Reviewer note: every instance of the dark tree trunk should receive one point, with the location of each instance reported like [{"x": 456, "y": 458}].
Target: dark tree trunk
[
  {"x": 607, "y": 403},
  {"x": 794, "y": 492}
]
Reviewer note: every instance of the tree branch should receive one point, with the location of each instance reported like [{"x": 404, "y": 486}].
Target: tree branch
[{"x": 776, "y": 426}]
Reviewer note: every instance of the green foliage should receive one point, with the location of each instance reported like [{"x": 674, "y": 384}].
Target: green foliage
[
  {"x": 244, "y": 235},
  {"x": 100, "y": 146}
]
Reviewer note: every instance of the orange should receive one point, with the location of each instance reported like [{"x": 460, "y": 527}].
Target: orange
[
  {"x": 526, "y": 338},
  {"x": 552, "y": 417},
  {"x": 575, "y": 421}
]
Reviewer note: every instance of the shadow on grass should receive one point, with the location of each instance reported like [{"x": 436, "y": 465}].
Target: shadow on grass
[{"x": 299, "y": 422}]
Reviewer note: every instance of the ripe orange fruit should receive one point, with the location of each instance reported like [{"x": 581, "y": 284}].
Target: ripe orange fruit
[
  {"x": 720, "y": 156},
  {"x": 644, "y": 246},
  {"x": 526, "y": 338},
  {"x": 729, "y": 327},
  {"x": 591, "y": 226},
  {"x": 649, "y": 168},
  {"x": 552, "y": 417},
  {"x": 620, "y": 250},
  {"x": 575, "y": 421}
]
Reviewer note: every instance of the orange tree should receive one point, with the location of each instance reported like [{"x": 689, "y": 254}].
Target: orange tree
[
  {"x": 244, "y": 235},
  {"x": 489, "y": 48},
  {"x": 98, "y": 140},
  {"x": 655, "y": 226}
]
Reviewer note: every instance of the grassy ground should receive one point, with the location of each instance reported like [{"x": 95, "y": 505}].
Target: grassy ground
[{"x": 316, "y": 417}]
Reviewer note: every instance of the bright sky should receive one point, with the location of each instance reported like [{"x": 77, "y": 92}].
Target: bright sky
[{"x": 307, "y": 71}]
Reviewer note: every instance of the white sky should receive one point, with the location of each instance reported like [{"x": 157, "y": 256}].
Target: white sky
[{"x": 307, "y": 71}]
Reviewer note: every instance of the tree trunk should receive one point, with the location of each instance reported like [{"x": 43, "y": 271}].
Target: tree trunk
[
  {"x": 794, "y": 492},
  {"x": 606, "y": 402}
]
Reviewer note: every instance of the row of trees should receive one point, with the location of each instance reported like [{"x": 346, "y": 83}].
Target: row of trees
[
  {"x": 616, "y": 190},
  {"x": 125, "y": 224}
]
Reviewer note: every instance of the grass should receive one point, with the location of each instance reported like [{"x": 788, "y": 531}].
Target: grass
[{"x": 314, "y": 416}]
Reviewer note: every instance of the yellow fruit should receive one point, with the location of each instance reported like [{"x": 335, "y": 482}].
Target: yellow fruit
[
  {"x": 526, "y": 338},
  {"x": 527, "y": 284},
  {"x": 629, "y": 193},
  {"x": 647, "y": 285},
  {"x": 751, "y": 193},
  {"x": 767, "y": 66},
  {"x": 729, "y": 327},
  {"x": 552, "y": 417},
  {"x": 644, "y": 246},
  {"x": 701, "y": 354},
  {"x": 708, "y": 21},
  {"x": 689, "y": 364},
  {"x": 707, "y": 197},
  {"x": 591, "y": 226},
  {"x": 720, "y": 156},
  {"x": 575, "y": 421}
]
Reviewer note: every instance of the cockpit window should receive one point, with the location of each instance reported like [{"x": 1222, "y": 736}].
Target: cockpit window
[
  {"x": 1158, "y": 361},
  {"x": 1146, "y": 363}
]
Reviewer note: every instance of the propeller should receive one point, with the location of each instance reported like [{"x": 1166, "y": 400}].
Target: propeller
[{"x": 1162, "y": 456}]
#####
## Exercise description
Everything in the data should be copied exactly. Leave nothing out.

## Answer
Reviewer note: every instance of the dark tree trunk should receive one point, with the location of each instance reported like [{"x": 456, "y": 458}].
Target: dark tree trunk
[
  {"x": 607, "y": 403},
  {"x": 794, "y": 492}
]
Reviewer note: every instance of the tree branch should receive one point, with the location of each instance reported like [{"x": 404, "y": 486}].
Target: tree branch
[{"x": 776, "y": 426}]
Reviewer note: every instance of the green foliage should receive one point, with the location of each instance reported like [{"x": 674, "y": 384}].
Target: green foliage
[
  {"x": 244, "y": 235},
  {"x": 100, "y": 146}
]
Reviewer note: every instance of the orange should receive one point, with the location of each instance reported like [{"x": 460, "y": 527}].
Target: orange
[
  {"x": 526, "y": 338},
  {"x": 552, "y": 417},
  {"x": 575, "y": 421}
]
Reviewer note: every instance of the shadow on grass should receive one point, with the location of each instance reported like [{"x": 436, "y": 465}].
Target: shadow on grass
[{"x": 299, "y": 422}]
Reviewer note: every instance of the ripe orange fruit should receive one point, with the location of each instance reported like [{"x": 581, "y": 284}].
Target: ripe orange fruit
[
  {"x": 720, "y": 156},
  {"x": 644, "y": 246},
  {"x": 526, "y": 338},
  {"x": 729, "y": 327},
  {"x": 591, "y": 226},
  {"x": 649, "y": 168},
  {"x": 552, "y": 417},
  {"x": 620, "y": 250},
  {"x": 575, "y": 421}
]
Reviewer note: every instance of the orange tree should receive one point, with the location of each instance reported like [{"x": 689, "y": 254}].
Target: orange tree
[
  {"x": 244, "y": 235},
  {"x": 489, "y": 48},
  {"x": 98, "y": 140},
  {"x": 655, "y": 226}
]
Reviewer note: every instance of the grassy ground should receive one point, with the location of each instance reported like [{"x": 95, "y": 505}].
Target: grassy ground
[{"x": 316, "y": 417}]
Reviewer note: every instance of the bright sky should receive one point, with the location of each instance reported like [{"x": 77, "y": 92}].
Target: bright sky
[{"x": 307, "y": 71}]
Reviewer note: every instance of the white sky should receive one point, with the location of each instance reported like [{"x": 157, "y": 256}].
Target: white sky
[{"x": 307, "y": 71}]
Reviewer note: every instance of the tree trunk should receive one point, with the location of each instance reported like [{"x": 43, "y": 271}].
Target: tree trunk
[
  {"x": 794, "y": 492},
  {"x": 606, "y": 402}
]
Reviewer note: every instance of the row of trees should receive one point, with the location of each instance reported like [{"x": 346, "y": 83}].
Target: row of trees
[
  {"x": 616, "y": 190},
  {"x": 125, "y": 224}
]
Reviewer note: every instance of the grass should receive one point, with the location of each instance reported like [{"x": 788, "y": 531}].
Target: grass
[{"x": 314, "y": 416}]
Reviewer note: every instance of the yellow fruit should receive one point, with the location of each instance reported like [{"x": 335, "y": 482}].
Target: yellow fruit
[
  {"x": 526, "y": 338},
  {"x": 527, "y": 284},
  {"x": 629, "y": 193},
  {"x": 647, "y": 285},
  {"x": 751, "y": 193},
  {"x": 767, "y": 66},
  {"x": 729, "y": 327},
  {"x": 552, "y": 417},
  {"x": 644, "y": 246},
  {"x": 701, "y": 354},
  {"x": 708, "y": 21},
  {"x": 689, "y": 364},
  {"x": 707, "y": 197},
  {"x": 591, "y": 226},
  {"x": 720, "y": 156},
  {"x": 575, "y": 421}
]
Reviewer note: every instance of the cockpit window should receive one point, with the location of each instance reported like [{"x": 1222, "y": 736}].
Target: cockpit window
[
  {"x": 1158, "y": 361},
  {"x": 1146, "y": 363}
]
Reviewer note: every instance of the propeller should receive one point, with the location of each instance reported like [{"x": 1166, "y": 400}].
Target: propeller
[{"x": 1162, "y": 456}]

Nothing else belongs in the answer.